Exercise material:
=== Begin Enclosure ===
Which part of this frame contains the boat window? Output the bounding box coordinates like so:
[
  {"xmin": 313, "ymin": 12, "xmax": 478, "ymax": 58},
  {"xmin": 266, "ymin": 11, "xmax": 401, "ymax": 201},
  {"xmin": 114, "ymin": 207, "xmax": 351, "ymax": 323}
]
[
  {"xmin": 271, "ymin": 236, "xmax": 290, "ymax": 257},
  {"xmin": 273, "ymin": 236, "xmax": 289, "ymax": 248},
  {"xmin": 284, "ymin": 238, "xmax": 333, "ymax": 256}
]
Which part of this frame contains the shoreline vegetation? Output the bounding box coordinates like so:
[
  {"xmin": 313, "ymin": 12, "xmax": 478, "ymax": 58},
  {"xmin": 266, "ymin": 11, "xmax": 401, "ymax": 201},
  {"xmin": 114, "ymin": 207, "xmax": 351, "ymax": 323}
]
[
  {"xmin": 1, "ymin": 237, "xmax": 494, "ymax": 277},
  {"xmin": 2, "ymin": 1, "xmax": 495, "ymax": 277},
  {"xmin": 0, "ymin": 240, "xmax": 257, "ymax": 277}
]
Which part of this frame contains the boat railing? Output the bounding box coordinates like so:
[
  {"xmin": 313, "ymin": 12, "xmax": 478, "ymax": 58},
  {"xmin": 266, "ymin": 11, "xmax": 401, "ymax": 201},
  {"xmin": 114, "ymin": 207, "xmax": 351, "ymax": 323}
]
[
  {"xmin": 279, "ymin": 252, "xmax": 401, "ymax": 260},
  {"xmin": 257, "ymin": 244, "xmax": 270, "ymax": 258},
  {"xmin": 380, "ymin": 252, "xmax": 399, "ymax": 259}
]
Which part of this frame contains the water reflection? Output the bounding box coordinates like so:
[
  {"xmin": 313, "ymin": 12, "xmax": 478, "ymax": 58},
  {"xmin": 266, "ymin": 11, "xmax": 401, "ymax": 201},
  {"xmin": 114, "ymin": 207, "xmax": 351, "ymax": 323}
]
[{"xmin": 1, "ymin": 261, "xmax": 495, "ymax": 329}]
=== End Enclosure ===
Instructions to follow: Would you set down the full listing exactly as it reads?

Output of the exercise:
Which part of this frame contains the boat window? Output the bounding box coordinates like so:
[
  {"xmin": 313, "ymin": 12, "xmax": 478, "ymax": 58},
  {"xmin": 266, "ymin": 11, "xmax": 401, "ymax": 201},
  {"xmin": 114, "ymin": 207, "xmax": 351, "ymax": 323}
]
[
  {"xmin": 271, "ymin": 236, "xmax": 290, "ymax": 257},
  {"xmin": 273, "ymin": 236, "xmax": 289, "ymax": 248},
  {"xmin": 284, "ymin": 238, "xmax": 333, "ymax": 256}
]
Which part of this frame contains the shoreline vegetation? Output the bounding box coordinates like so:
[
  {"xmin": 313, "ymin": 12, "xmax": 478, "ymax": 58},
  {"xmin": 266, "ymin": 11, "xmax": 401, "ymax": 201},
  {"xmin": 114, "ymin": 207, "xmax": 351, "ymax": 323}
]
[
  {"xmin": 1, "ymin": 237, "xmax": 494, "ymax": 277},
  {"xmin": 2, "ymin": 1, "xmax": 495, "ymax": 277},
  {"xmin": 0, "ymin": 240, "xmax": 257, "ymax": 277}
]
Which part of this frame contains the boat railing? Output the bounding box coordinates like so:
[
  {"xmin": 313, "ymin": 12, "xmax": 478, "ymax": 58},
  {"xmin": 266, "ymin": 11, "xmax": 401, "ymax": 201},
  {"xmin": 114, "ymin": 207, "xmax": 351, "ymax": 323}
]
[
  {"xmin": 279, "ymin": 252, "xmax": 401, "ymax": 260},
  {"xmin": 257, "ymin": 244, "xmax": 270, "ymax": 258},
  {"xmin": 380, "ymin": 252, "xmax": 399, "ymax": 259}
]
Which part of this frame contains the water reflection? Output the bounding box coordinates like so:
[
  {"xmin": 313, "ymin": 12, "xmax": 478, "ymax": 58},
  {"xmin": 266, "ymin": 11, "xmax": 401, "ymax": 201},
  {"xmin": 114, "ymin": 207, "xmax": 351, "ymax": 323}
]
[{"xmin": 1, "ymin": 261, "xmax": 495, "ymax": 329}]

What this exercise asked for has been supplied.